- Born: Perarivaalan 30 July 1971 (age 55) Jolarpettai, Tirupattur District, Tamil Nadu, India
- Other name: Arivu
- Convictions: Conspiracy (IPC 120-B) Murder (IPC 302)
- Criminal charge: Bought and supplied two batteries which were used to detonate the bomb that killed Rajiv Gandhi

= A. G. Perarivalan =

Indian convicted of murder in the assassination of Rajiv Gandhi (born 1971)

A. G. Perarivalan (born 30 July 1971) is an Indian man who was convicted for his involvement in the assassination of Rajiv Gandhi. He was sentenced to life imprisonment along with Murugan and Santhan who were other two convicts from the same case. The Supreme Court ordered the release of Perarivalan on 18 May 2022 after he spent over 30 years in jail.
⁂
_Goal_
Extend the article on A. G. Perarivalan, picking up right after its last sentence.

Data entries
⁂
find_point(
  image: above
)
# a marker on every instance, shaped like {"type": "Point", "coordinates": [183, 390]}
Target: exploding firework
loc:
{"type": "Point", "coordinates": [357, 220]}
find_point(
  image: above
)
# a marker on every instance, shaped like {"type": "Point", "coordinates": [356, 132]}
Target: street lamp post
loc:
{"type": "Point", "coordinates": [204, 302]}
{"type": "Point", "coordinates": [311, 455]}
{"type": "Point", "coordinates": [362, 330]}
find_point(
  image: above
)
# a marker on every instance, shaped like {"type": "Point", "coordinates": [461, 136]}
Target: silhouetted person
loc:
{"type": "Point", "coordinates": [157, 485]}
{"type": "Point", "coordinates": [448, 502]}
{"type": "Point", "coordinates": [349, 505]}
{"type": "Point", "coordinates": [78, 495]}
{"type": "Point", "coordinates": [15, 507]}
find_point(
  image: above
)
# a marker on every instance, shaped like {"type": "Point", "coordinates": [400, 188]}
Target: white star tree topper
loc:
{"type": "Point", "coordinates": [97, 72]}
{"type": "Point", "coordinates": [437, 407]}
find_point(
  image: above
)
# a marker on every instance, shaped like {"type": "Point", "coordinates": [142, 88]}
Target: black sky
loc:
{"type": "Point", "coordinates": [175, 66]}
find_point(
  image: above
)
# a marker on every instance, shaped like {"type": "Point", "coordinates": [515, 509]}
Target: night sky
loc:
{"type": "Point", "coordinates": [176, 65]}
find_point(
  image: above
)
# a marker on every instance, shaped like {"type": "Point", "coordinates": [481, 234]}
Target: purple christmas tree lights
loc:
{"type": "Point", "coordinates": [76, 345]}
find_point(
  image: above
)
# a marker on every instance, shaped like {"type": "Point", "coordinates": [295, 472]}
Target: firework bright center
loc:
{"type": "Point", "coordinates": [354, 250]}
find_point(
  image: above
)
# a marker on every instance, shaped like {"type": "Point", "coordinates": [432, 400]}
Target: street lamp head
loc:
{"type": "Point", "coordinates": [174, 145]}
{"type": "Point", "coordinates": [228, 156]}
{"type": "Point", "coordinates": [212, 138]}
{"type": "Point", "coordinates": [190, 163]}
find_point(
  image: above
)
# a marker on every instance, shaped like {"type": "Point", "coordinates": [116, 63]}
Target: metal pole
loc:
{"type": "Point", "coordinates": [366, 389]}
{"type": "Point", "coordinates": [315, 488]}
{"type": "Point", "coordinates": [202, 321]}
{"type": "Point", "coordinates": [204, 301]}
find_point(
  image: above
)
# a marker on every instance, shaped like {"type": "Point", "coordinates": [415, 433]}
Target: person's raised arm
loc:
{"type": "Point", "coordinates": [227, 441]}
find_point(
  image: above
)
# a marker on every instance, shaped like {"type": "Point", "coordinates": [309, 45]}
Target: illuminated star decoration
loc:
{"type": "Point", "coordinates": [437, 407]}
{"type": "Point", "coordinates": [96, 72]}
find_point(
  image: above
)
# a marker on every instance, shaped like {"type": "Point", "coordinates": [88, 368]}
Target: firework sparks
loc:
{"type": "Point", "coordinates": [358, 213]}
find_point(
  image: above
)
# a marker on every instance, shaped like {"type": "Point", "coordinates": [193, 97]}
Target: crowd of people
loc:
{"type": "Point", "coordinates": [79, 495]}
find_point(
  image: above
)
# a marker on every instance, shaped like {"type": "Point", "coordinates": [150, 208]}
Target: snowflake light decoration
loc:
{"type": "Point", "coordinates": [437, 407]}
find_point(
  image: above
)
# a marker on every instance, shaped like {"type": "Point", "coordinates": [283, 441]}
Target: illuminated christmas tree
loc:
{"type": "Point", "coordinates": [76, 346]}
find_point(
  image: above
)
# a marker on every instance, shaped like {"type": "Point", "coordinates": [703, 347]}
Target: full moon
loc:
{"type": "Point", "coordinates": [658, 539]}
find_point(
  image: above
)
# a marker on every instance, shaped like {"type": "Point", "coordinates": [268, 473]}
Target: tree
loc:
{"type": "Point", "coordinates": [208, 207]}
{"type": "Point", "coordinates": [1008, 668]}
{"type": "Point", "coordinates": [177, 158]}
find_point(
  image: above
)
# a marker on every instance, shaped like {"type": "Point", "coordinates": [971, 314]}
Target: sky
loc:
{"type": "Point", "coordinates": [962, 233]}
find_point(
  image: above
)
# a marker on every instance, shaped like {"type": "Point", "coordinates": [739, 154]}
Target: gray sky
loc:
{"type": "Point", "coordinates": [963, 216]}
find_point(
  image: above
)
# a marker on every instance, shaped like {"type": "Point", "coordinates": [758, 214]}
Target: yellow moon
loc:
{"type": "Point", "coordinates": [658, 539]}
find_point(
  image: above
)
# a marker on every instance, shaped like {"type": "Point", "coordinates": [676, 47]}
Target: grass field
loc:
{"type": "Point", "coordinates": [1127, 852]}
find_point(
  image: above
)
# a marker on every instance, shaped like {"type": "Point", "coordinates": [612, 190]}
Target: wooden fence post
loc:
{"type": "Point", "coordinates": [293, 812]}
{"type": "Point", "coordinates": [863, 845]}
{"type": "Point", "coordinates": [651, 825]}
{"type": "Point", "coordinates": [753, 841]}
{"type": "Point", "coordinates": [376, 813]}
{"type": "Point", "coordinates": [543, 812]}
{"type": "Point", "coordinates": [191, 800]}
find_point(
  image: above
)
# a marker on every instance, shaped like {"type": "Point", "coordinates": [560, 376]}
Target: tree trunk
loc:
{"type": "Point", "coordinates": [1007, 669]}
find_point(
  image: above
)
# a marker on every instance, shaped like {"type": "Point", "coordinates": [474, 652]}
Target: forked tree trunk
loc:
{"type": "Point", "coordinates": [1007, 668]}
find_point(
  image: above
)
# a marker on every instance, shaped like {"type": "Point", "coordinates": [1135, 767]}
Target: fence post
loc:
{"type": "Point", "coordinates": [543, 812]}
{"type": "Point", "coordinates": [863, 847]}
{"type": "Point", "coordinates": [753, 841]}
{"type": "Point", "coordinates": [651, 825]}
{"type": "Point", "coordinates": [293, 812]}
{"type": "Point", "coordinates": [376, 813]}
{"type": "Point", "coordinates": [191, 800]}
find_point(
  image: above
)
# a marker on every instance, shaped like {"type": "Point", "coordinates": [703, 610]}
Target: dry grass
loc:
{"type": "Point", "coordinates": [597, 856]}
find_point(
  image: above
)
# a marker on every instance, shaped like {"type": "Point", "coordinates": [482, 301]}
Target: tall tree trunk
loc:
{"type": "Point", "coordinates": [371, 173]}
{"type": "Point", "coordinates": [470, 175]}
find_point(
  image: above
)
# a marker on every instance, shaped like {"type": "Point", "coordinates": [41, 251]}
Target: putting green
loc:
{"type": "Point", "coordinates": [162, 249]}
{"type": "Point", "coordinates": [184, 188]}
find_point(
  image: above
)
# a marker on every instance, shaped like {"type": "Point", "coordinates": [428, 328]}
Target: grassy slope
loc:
⁂
_Answer to this task_
==Early life and education==
Perarivalan was born on 30 July 1971 in Jolarpet, Tamil Nadu to Gnanasekaran alias Kuyildasan and Arputham Ammal. His parents were followers of "Periyar" E.V. Ramasamy, the founder of Dravidian movement in Tamil Nadu. Perarivalan did well in school. Perarivalan was the second highest scorer in the school in the 10th standard public examination. After completing class 10, Perarivalan joined the Diploma course (DECE) in Electronics and Communication Technology and completed it. After completing his diploma course, he worked in the computer department in the office of the Viduthalai Daily magazine located at Periyar Thidal in Chennai.

He completed his bachelor of computer applications and master of computer applications degrees through the Indira Gandhi National Open University while still in prison. In 2012, he scored highest ever mark among prisoners in Plus Two examination with 91.33 per cent. In 2013, he got gold medal by topping a diploma course examination conducted by the Tamil Nadu Open University.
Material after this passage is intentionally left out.